* Problems to work on:
a) In the text about Port City Colombo, how many land parcels had LOLC Holdings leased out by December 2020?
b) Extend the text on Port City Colombo, picking up after its final sentence.

* Text block:
⟨

China Daily reported in April 2019 that the hydro structural construction would be complete by the middle of 2019, with the construction of municipal facilities being completed by July 2020.

The Road Development Authority had sent approval for the new road network and piling work had begun for the nine bridged by January 2019.

== Investments ==
By December 2020, Sri Lankan conglomerate LOLC Holdings leased out five land parcels amounting to $200 million and signed an agreement with China Harbour Engineering for a mixed development project, with the investment value totaling $1 billion. The project includes residential, commercial and retail assets set to break ground in mid-2021. This is the first major investment in Port City Colombo.

==FinTech hub==

Fintech Association of Sri Lanka (FASL) has launched an initiative to draft a report titled, Enhancing Colombo International Financial City (Port City Colombo) as a Leading Fintech Hub in South Asia to submit to the President of Sri Lanka; the initiative is being assisted by a number of fintech experts globally and Professor Douglas Arner, Kerry Holdings Professor in Law at the University of Hong Kong (HKU) as the chief consultant.

==Sustainability==
Before land was reclaimed for the development of Port City Colombo, Environmental Impact Assessments (EIAs) were conducted to ensure that the construction of the Special Economic Zone followed sustainable practices.

The layout and development of the city's infrastructure are designed to support sustainability, and the Port City Colombo Master Plan includes several green spaces across the site. Development Control Regulations (DCRs) also incentivise developers who meet green building standards.

⟩

* Entries supplied:
⟨

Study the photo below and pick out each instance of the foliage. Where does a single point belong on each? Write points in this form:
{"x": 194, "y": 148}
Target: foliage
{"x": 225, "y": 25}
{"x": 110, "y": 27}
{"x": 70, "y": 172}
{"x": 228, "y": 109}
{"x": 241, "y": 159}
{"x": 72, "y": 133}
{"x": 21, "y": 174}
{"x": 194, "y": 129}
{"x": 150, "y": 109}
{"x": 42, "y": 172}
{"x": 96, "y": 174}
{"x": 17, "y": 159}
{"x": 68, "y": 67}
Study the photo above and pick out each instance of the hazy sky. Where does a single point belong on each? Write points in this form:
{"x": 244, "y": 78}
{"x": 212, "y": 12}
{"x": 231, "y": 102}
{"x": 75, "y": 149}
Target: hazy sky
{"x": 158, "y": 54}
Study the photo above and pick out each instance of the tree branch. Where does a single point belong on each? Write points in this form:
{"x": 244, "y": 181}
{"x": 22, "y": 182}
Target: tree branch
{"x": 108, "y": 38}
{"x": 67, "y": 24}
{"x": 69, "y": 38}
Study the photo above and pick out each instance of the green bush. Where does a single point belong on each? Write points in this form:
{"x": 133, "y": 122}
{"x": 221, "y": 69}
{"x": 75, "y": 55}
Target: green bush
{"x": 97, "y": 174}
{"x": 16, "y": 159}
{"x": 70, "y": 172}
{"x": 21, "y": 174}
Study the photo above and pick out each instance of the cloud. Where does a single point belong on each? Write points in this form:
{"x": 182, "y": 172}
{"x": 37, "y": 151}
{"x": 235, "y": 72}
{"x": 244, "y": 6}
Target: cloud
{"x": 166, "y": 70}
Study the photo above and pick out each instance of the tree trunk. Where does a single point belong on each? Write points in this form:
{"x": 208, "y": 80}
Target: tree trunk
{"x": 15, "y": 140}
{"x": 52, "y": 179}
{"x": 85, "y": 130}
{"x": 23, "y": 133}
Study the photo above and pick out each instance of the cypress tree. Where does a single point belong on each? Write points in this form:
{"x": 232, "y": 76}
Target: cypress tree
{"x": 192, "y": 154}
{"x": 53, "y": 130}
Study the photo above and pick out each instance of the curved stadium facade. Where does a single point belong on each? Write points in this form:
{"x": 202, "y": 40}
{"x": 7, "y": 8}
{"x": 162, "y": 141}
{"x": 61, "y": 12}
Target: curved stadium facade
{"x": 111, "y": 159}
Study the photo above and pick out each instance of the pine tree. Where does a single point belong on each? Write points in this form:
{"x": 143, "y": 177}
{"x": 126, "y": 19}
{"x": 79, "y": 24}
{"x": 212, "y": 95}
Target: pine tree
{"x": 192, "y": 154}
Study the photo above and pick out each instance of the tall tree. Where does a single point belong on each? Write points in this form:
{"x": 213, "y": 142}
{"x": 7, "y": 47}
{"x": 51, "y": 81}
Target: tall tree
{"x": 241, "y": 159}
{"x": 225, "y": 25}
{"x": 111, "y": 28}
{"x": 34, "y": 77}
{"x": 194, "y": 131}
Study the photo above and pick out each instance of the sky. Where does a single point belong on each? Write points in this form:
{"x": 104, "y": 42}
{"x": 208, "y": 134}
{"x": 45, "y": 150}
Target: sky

⟩

* Exercise results:
a) Five land parcels, amounting to $200 million.

b)
Port City Colombo follows eco-friendly infrastructure development practices by adopting sustainable design principles, renewable energy, and energy-efficient building standards. Once construction is completed, the city is expected to feature a non-motorised transport system that encourages walking and cycling through shaded walkways, supported by an integrated Light Rail Transit (LRT) network.

== Reception ==
In October 2025, Port City Colombo was named the "Best Knowledge Zone – Asia Pacific Region" and received a "Highly Commended" citation for Sustainable Zones in the *Global Free Zones of the Year 2025* rankings by fDi Intelligence (Financial Times, UK). It also received the "Visionary Award for Next-Generation Financial Hub Development" at the Asian Digital Finance Forum & Awards 2025, held as part of the Asia International Digital Economy & AI in Finance Summit at Port City Colombo.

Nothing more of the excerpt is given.